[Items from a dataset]

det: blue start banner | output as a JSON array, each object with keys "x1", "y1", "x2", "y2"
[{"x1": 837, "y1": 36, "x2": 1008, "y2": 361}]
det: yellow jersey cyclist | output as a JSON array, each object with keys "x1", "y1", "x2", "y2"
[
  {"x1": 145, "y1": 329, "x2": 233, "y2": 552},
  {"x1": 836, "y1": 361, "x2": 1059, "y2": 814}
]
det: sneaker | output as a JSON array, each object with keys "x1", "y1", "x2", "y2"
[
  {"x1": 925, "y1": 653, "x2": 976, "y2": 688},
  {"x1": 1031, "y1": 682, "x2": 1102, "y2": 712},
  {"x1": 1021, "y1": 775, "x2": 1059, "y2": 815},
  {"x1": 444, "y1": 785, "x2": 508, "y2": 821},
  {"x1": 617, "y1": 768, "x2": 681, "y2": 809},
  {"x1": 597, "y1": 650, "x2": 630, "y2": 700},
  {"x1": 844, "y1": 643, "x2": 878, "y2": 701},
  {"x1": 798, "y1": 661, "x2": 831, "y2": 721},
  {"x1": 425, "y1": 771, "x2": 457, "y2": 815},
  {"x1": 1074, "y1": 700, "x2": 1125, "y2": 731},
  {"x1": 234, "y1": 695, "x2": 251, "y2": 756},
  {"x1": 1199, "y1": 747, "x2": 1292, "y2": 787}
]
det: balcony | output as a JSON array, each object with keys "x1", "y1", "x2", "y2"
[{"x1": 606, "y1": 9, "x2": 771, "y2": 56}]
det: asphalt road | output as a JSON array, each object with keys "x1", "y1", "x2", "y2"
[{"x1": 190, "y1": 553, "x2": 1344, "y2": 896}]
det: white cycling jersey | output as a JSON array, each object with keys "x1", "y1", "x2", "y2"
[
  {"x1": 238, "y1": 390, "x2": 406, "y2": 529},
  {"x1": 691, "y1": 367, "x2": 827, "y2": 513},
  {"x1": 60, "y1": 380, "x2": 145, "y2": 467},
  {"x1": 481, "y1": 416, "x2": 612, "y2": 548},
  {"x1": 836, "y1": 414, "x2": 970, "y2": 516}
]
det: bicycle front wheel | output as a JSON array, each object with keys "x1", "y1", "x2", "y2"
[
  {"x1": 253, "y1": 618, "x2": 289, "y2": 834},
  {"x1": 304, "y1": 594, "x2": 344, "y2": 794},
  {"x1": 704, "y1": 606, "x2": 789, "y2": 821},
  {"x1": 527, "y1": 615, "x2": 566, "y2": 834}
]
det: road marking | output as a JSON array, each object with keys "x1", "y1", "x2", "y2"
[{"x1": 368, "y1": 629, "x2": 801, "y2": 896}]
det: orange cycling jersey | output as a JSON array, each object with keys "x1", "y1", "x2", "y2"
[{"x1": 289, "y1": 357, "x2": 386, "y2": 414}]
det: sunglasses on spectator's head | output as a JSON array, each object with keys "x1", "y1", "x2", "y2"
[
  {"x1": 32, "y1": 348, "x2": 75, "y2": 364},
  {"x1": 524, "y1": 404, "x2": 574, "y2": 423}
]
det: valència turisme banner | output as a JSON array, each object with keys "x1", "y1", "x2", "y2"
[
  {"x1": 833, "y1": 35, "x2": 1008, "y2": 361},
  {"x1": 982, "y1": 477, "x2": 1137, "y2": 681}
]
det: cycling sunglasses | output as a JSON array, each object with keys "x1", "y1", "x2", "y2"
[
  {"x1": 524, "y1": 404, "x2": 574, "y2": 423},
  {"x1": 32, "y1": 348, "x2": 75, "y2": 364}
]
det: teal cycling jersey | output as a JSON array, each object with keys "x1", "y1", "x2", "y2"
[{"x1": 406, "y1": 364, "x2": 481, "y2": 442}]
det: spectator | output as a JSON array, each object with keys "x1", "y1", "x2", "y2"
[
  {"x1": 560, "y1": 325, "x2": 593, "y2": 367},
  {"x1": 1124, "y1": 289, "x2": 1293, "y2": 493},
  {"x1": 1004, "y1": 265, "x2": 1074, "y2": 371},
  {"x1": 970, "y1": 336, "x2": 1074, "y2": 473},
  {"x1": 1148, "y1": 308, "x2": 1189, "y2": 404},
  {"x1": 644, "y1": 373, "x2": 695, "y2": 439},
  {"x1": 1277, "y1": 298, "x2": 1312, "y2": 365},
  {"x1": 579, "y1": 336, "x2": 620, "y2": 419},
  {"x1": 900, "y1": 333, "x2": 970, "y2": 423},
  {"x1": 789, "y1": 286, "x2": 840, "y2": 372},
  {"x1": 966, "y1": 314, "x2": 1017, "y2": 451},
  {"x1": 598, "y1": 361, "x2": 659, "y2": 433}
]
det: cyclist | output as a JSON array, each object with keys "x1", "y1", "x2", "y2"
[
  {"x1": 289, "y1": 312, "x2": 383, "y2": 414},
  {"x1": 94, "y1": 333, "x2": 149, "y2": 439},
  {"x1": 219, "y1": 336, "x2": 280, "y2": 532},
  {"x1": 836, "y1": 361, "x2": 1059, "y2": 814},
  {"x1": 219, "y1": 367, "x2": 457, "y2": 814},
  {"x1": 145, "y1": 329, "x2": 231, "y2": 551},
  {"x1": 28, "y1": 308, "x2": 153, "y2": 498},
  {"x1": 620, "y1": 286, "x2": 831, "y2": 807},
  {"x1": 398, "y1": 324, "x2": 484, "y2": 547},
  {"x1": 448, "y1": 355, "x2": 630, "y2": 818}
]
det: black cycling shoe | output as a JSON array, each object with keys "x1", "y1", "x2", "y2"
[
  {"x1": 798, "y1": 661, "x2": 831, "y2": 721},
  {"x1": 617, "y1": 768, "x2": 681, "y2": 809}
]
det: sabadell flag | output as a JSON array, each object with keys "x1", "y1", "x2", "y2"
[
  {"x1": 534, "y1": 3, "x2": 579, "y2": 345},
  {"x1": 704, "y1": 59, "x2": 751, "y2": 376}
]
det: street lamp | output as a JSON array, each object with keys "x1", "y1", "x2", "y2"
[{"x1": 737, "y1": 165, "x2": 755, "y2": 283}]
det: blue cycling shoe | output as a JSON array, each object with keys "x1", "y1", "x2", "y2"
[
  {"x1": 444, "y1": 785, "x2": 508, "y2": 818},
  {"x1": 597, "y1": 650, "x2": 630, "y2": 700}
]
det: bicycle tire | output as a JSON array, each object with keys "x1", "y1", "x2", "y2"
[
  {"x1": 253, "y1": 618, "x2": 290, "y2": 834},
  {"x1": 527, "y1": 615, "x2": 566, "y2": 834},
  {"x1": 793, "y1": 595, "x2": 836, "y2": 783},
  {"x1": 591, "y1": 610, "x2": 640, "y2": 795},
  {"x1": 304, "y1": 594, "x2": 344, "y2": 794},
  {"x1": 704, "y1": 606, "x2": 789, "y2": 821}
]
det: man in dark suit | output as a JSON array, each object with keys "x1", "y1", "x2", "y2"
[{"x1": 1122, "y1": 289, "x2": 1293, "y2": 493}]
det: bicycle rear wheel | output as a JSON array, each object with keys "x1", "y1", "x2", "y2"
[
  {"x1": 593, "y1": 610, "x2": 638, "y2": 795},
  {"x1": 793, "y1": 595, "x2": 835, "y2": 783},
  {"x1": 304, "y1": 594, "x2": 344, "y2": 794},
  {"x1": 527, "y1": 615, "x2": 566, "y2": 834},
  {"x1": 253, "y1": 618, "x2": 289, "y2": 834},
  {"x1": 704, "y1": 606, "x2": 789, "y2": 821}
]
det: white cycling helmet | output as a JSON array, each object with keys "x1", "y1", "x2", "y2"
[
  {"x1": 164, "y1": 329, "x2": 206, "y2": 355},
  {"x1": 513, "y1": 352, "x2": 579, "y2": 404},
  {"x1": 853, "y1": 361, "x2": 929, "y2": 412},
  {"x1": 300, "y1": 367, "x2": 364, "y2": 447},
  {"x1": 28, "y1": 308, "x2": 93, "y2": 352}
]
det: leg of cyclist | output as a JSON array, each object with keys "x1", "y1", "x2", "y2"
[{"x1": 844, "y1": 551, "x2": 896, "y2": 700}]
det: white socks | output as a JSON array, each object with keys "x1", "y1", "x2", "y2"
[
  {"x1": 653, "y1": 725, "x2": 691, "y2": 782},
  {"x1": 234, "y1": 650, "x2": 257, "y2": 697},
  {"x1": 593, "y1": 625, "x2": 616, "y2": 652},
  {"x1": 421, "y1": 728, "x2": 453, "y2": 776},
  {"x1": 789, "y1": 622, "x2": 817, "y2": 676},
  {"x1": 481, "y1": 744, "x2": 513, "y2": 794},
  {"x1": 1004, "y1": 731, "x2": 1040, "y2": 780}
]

→ Exercise directions
Rewrite everything from the line containing "det: white cycling helmet" down through the end of the records, substituting "ankle socks" for "white socks" and keeping everything else the same.

→ Result for this task
det: white cycling helmet | output as a JSON array, each object with keys "x1", "y1", "x2", "y2"
[
  {"x1": 164, "y1": 329, "x2": 206, "y2": 355},
  {"x1": 513, "y1": 352, "x2": 579, "y2": 404},
  {"x1": 853, "y1": 361, "x2": 929, "y2": 412},
  {"x1": 300, "y1": 367, "x2": 364, "y2": 447},
  {"x1": 28, "y1": 308, "x2": 93, "y2": 352}
]
det: leg of cyclist | output as a JSON array, each object with keys "x1", "y1", "x2", "y2"
[{"x1": 844, "y1": 551, "x2": 896, "y2": 700}]
det: ankle socks | output as a JSON array, each object with keys "x1", "y1", "x2", "y2"
[
  {"x1": 653, "y1": 725, "x2": 691, "y2": 782},
  {"x1": 234, "y1": 650, "x2": 257, "y2": 697},
  {"x1": 593, "y1": 625, "x2": 616, "y2": 652},
  {"x1": 421, "y1": 728, "x2": 453, "y2": 776},
  {"x1": 789, "y1": 622, "x2": 817, "y2": 676},
  {"x1": 481, "y1": 744, "x2": 513, "y2": 794},
  {"x1": 1004, "y1": 731, "x2": 1040, "y2": 780}
]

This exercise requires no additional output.